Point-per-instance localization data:
========================================================================

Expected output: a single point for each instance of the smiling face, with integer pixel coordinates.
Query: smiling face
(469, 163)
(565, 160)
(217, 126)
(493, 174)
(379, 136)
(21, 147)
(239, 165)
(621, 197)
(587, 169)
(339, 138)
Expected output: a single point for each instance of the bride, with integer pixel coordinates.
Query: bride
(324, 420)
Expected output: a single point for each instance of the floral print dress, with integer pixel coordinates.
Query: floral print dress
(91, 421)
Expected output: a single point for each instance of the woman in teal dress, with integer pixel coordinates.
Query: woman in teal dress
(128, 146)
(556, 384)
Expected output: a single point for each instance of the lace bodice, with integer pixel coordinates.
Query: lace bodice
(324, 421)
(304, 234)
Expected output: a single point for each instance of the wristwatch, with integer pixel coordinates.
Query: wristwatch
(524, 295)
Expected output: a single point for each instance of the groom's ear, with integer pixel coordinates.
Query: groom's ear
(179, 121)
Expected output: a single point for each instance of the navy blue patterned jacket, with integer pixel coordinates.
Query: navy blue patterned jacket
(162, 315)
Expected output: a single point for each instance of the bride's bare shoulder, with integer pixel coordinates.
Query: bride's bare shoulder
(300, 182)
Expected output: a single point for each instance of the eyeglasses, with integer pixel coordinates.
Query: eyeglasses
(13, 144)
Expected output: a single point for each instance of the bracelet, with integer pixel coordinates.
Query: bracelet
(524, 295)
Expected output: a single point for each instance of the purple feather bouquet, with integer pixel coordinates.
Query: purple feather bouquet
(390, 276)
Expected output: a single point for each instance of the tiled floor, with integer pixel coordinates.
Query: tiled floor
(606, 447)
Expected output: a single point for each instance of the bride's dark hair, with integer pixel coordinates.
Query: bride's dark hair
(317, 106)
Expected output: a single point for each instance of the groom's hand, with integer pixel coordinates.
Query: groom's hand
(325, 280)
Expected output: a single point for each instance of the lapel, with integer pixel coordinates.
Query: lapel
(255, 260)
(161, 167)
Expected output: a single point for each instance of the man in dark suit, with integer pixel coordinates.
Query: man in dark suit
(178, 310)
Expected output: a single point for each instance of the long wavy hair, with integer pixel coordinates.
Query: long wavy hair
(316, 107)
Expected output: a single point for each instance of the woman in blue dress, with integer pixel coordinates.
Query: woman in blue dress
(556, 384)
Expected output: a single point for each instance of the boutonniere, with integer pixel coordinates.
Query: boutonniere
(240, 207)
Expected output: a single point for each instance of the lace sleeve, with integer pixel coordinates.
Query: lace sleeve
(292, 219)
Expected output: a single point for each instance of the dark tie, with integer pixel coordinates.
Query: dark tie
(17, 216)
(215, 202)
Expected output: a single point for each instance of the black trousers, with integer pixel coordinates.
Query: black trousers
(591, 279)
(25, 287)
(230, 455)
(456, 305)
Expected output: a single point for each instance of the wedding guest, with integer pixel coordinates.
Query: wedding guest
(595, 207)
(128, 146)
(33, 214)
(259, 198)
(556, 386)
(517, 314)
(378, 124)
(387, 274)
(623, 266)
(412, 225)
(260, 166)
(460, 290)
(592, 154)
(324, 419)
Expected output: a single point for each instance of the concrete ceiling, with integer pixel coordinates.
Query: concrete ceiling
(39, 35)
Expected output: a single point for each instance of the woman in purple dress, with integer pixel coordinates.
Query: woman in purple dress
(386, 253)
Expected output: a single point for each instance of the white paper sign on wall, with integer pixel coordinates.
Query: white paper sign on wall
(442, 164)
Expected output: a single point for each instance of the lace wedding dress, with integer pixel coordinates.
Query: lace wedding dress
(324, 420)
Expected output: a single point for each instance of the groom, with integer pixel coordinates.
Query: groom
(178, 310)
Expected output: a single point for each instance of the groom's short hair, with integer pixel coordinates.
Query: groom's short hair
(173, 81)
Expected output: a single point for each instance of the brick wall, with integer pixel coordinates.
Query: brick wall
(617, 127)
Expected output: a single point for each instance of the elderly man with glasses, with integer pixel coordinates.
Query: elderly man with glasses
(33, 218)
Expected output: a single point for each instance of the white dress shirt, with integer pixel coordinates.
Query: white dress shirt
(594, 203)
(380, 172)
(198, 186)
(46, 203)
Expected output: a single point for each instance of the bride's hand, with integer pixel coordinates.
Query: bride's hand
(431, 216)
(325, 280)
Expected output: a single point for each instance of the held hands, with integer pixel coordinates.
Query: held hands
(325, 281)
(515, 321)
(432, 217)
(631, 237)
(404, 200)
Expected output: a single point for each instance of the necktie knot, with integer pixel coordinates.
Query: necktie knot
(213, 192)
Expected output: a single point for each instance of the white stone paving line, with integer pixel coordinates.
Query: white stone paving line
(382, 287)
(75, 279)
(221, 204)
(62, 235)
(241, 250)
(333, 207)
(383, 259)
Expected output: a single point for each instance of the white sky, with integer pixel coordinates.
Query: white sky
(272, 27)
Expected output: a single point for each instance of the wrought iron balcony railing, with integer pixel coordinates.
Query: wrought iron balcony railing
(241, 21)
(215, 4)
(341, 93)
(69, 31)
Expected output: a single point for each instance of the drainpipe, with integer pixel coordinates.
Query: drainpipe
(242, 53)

========================================================================

**WHAT THE TASK ASKS**
Write out exactly the lines that fall from the line with "shirt, with integer pixel coordinates." to the line with "Expected output: a single point for each instance of the necktie" in the records above, keeping both ends.

**SOLUTION TO THIS TASK**
Expected output: a single point for each instance of the white dress shirt, with integer pixel coordinates.
Query: white dress shirt
(594, 203)
(380, 172)
(198, 186)
(46, 203)
Expected output: a single point for each instance of the bride's hand, with integer pixel coordinates.
Query: bride's hand
(431, 216)
(325, 280)
Expected output: a single point for each instance of the held hands, with integer pixel coordinates.
Query: held hands
(325, 281)
(515, 321)
(432, 217)
(631, 237)
(404, 200)
Expected output: a single point for each instance of the necktie knot, with integer pixel coordinates.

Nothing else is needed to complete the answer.